EXERCISE AIM – Give every line of the material back exactly, images removed.

EXCERPTED RECORDS –
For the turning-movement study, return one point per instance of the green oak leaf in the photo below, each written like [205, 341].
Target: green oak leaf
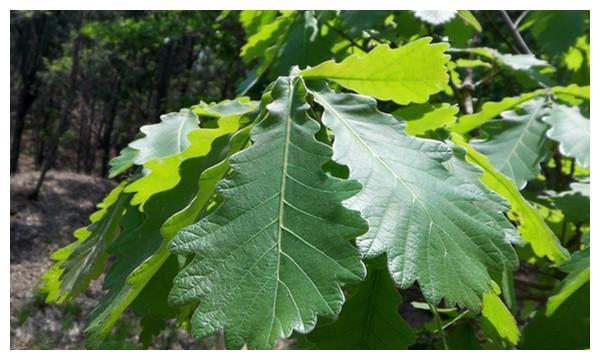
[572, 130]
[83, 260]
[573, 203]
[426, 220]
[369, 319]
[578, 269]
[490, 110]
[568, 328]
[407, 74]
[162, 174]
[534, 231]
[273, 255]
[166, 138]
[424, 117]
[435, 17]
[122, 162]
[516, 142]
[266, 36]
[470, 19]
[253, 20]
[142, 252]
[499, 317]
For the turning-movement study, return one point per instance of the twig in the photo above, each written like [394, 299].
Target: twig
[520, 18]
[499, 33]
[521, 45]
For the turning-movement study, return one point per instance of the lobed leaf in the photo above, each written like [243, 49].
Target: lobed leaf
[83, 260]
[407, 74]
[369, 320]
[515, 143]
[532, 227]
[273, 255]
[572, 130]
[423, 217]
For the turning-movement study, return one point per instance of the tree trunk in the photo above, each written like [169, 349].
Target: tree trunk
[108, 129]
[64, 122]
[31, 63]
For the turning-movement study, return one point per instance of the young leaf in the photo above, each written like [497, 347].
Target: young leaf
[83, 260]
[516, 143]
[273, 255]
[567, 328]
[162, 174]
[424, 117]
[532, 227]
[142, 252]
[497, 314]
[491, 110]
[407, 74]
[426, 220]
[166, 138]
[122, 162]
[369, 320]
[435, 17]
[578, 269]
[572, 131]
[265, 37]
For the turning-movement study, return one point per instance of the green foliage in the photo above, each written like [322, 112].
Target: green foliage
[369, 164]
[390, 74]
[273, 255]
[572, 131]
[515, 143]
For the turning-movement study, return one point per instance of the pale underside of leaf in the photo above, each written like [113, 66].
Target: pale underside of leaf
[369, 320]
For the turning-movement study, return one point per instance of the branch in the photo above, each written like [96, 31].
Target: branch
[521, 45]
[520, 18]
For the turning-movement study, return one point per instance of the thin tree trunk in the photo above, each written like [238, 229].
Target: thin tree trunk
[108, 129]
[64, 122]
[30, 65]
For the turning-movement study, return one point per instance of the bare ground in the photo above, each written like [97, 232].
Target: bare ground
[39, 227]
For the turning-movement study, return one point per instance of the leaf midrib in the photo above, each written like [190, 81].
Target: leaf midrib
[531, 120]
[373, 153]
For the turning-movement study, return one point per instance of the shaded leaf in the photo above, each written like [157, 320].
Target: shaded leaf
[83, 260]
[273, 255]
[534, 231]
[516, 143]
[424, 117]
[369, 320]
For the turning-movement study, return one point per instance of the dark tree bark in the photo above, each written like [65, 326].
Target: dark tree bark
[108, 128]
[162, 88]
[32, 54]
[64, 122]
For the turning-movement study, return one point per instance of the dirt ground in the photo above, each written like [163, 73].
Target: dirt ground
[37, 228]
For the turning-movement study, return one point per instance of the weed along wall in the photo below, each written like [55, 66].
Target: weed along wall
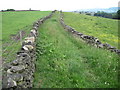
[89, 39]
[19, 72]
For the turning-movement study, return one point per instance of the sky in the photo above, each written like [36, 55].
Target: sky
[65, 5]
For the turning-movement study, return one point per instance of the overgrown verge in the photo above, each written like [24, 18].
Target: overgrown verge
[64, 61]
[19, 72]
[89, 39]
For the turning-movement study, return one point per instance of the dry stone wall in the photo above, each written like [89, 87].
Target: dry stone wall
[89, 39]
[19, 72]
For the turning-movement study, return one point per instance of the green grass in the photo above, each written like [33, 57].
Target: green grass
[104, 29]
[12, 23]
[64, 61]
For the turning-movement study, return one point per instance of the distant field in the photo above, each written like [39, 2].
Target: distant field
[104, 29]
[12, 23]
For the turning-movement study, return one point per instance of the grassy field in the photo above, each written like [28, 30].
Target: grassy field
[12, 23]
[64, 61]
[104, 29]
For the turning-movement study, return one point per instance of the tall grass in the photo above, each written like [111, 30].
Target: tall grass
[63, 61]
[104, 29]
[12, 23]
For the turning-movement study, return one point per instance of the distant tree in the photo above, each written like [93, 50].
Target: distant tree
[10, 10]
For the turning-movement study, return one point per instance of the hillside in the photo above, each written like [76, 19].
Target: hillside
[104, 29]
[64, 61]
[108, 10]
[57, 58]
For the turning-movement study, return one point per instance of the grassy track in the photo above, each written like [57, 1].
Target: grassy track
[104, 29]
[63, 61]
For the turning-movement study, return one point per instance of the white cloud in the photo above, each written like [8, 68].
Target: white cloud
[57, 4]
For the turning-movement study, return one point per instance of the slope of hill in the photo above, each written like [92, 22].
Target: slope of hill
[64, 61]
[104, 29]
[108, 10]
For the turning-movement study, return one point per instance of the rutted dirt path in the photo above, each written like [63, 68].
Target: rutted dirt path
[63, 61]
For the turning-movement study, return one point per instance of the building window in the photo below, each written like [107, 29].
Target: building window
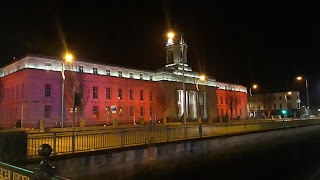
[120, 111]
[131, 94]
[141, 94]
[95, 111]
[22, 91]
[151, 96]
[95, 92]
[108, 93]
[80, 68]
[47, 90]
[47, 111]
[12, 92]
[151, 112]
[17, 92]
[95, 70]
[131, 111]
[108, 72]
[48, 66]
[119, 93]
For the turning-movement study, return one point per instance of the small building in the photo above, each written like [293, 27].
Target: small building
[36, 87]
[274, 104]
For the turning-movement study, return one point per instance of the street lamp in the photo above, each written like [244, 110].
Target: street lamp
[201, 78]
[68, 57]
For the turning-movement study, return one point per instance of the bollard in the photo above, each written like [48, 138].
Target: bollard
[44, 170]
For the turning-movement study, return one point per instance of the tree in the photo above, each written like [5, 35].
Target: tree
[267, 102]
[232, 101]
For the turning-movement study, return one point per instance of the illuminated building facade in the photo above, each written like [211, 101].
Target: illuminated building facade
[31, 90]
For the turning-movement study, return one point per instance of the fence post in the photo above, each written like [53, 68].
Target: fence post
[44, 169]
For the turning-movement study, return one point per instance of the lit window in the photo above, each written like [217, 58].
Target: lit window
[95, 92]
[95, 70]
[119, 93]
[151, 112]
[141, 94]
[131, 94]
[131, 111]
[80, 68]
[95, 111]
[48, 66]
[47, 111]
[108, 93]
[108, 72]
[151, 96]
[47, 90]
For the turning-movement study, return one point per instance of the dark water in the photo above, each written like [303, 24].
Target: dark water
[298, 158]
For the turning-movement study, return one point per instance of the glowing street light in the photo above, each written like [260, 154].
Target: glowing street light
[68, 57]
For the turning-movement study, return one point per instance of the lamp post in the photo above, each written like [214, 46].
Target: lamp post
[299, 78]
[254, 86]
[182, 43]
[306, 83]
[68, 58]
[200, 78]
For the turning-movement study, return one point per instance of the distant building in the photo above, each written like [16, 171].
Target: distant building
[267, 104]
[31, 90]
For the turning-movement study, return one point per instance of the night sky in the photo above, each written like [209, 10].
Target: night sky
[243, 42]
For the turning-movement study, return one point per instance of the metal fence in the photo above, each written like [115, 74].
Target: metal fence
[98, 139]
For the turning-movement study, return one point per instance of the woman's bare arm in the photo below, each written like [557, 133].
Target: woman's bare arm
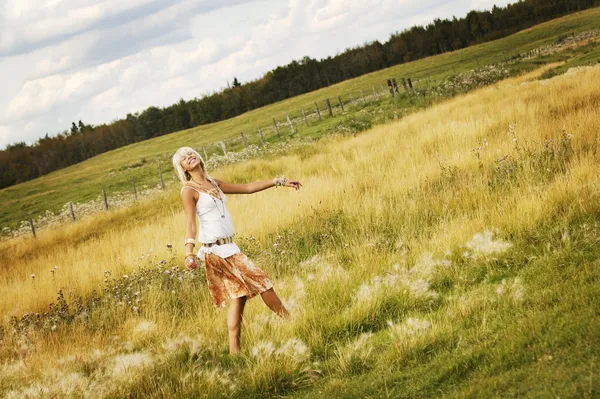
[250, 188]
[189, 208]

TASK OUTPUT –
For the turning-movement study, return one point per instance of the green oak leaf in the photo below, each written like [205, 341].
Target: green oak leaf
[572, 130]
[83, 260]
[573, 203]
[426, 220]
[369, 319]
[578, 269]
[490, 110]
[568, 328]
[407, 74]
[162, 174]
[534, 231]
[273, 255]
[166, 138]
[424, 117]
[435, 17]
[122, 162]
[516, 142]
[266, 36]
[470, 19]
[253, 20]
[142, 252]
[499, 317]
For the turning-movement study, return one point per instance of the twig in the photo above, each written like [394, 299].
Target: twig
[520, 18]
[499, 33]
[521, 45]
For the turning-movement study, return one point per instance of the lobed leaf in the photo above, each written like [243, 49].
Target: lobed leaf
[83, 260]
[407, 74]
[369, 320]
[515, 143]
[532, 227]
[273, 255]
[572, 130]
[423, 217]
For the turning-movement study, return one point per instance of the tree trunk in the photo above, each written like [169, 349].
Target: tree trunk
[108, 129]
[64, 122]
[31, 63]
For the turning-movement study, return one point per instance of the young leaf in the photo above, each written like [497, 347].
Target: young leaf
[83, 260]
[516, 143]
[273, 255]
[567, 328]
[162, 174]
[424, 117]
[532, 227]
[142, 252]
[497, 314]
[491, 110]
[407, 74]
[426, 220]
[166, 138]
[122, 162]
[369, 320]
[435, 17]
[578, 269]
[572, 131]
[265, 37]
For the turning-movement study, return one point per instance of the green foliage in the photo above, each written like [322, 112].
Target: green foliage
[369, 164]
[390, 74]
[273, 255]
[572, 131]
[515, 143]
For the turning-movement study, return one point per instance of the pale underside of leaf in the photo above, each written like [113, 66].
Target: pale underside of leaf
[369, 320]
For the turning-movement study, return one point per instance of the branch in the photo above, each written like [96, 31].
Target: branch
[521, 45]
[520, 18]
For the turning-movement study, return one point per instance of the thin tree trunk in the photo above, each written like [238, 229].
Target: thin tree trunk
[108, 129]
[64, 122]
[30, 65]
For the turning-movement study, return one point per instance of the bare ground in the photo above, each written like [97, 232].
Target: bare ground
[39, 227]
For the turning-movement study, return one point per instance of the leaf midrib in the photo above, each written like [190, 81].
Target: leaf midrib
[531, 120]
[373, 153]
For the turning-movement study, return one point per instance of the shaded leaf in the photo above, each written like [157, 320].
Target: shaded leaf
[83, 260]
[273, 255]
[534, 231]
[516, 143]
[424, 117]
[369, 320]
For the turning-movement study, return one point per instance of the dark tree bark in the photo above, each written like [65, 326].
Target: dark tree bark
[108, 128]
[162, 88]
[32, 54]
[64, 122]
For the turning-movement study, return one point per instance of the dirt ground in the photo above, each written like [163, 73].
Target: dirt ground
[37, 228]
For the turning-movement study, return one point per instance of the weed along wall in the photo below, each written like [55, 66].
Target: weed along wall
[89, 39]
[19, 72]
For the turning-movement study, return one point per instance of the sky in the photo above, each written like [36, 55].
Target: sky
[65, 5]
For the turning-movement study, return one point per instance of the overgrown verge in the photo above, each written like [24, 18].
Target: overgrown verge
[64, 61]
[19, 72]
[89, 39]
For the turning-movement study, return one point per instance of the dry stone wall in the photo above, each written like [89, 87].
Target: dry stone wall
[89, 39]
[19, 72]
For the turning-movement study, return one point per instance of the green grass in the photo above, each written like [33, 57].
Target: green grass
[104, 29]
[12, 23]
[64, 61]
For the turning-movement study, return one point per instance of the distant field in the photo above, each written like [39, 2].
Target: distant field
[104, 29]
[12, 23]
For the turning-movement study, return one point per instance of the grassy field in the photo above, each written like [28, 30].
Target: grassy field
[12, 23]
[64, 61]
[104, 29]
For the turning-movement study, return one point per instance of the tall grass in the photo above, each written like [111, 30].
Target: tall grass
[63, 61]
[104, 29]
[12, 23]
For the turning-movement study, return one point per instance of the distant tree in the photo above, each written like [93, 50].
Target: distant tree
[10, 10]
For the turning-movement study, return one point per instance of the hillside in the photo above, each written like [76, 19].
Target: hillside
[104, 29]
[64, 61]
[108, 10]
[57, 58]
For the turning-movement study, return one point per instance of the grassy track in the photo above, each written like [57, 1].
Target: grassy track
[104, 29]
[63, 61]
For the turning-movement study, return one point per instance of the white cloud in the photo above, each written like [8, 68].
Target: white cloud
[57, 4]
For the turning-movement study, return one point per instance of the slope of hill in the photo above, each written like [92, 22].
Target: slope of hill
[64, 61]
[104, 29]
[108, 10]
For the turning-movement study, return one point per instance of the rutted dirt path in the photo above, each written like [63, 68].
Target: rutted dirt path
[63, 61]
For the turning-movement study, return one point per instance of the building window in the photo below, each written like [107, 29].
Target: building window
[120, 111]
[131, 94]
[141, 94]
[95, 111]
[22, 91]
[151, 96]
[95, 92]
[108, 93]
[80, 68]
[47, 90]
[47, 111]
[12, 92]
[151, 112]
[17, 92]
[95, 70]
[131, 111]
[108, 72]
[48, 66]
[119, 93]
For the turning-movement study, return one point per instance of the small building in the photo above, each written like [293, 27].
Target: small building
[36, 87]
[274, 104]
For the turning-movement study, return one point per instance of the street lamp in the photo above, each written like [244, 110].
Target: street lamp
[201, 78]
[68, 57]
For the turning-movement study, return one point per instance of the bollard in the photo above, each written like [48, 138].
Target: bollard
[44, 170]
For the turning-movement study, return one point per instance of the tree in the photo above, each written like [5, 35].
Target: tree
[267, 102]
[232, 101]
For the turning-movement study, return one point per instance of the illuminated building facade in the photo above, each written like [211, 101].
Target: illuminated building facade
[31, 90]
For the turning-movement study, return one point per instance of the fence post in the photo above, each written like [53, 68].
Target: fence post
[44, 169]
For the turning-movement study, return one point per instance of the lit window in the photo above, each written like [217, 58].
Target: lit window
[95, 92]
[95, 70]
[119, 93]
[151, 112]
[141, 94]
[131, 94]
[131, 111]
[80, 68]
[95, 111]
[48, 66]
[47, 111]
[108, 93]
[108, 72]
[151, 96]
[47, 90]
For the turning-movement study, return one point per instance of the dark water in the photo above, each written like [303, 24].
Target: dark water
[298, 158]
For the turning-movement study, return one point per instance of the glowing street light in the photo above, each written like [260, 154].
Target: glowing street light
[68, 57]
For the turning-movement study, return one point per instance of the lamp post in the photo above, each written like [214, 46].
Target: lamp post
[299, 78]
[254, 86]
[182, 43]
[306, 83]
[68, 58]
[200, 78]
For the turning-movement study, return one point per instance of the distant building in the photo above, each written like [16, 171].
Target: distant building
[267, 104]
[31, 90]
For the turning-movement study, return one point per instance of the night sky in the photo above, each written like [209, 10].
Target: night sky
[243, 42]
For the turning-movement study, return one point per instance of the metal fence in the photo above, each written like [115, 74].
Target: metal fence
[98, 139]
For the turning-movement study, return one point per instance of the woman's bare arm in the photo below, each written like [557, 133].
Target: woman's bare arm
[250, 188]
[189, 208]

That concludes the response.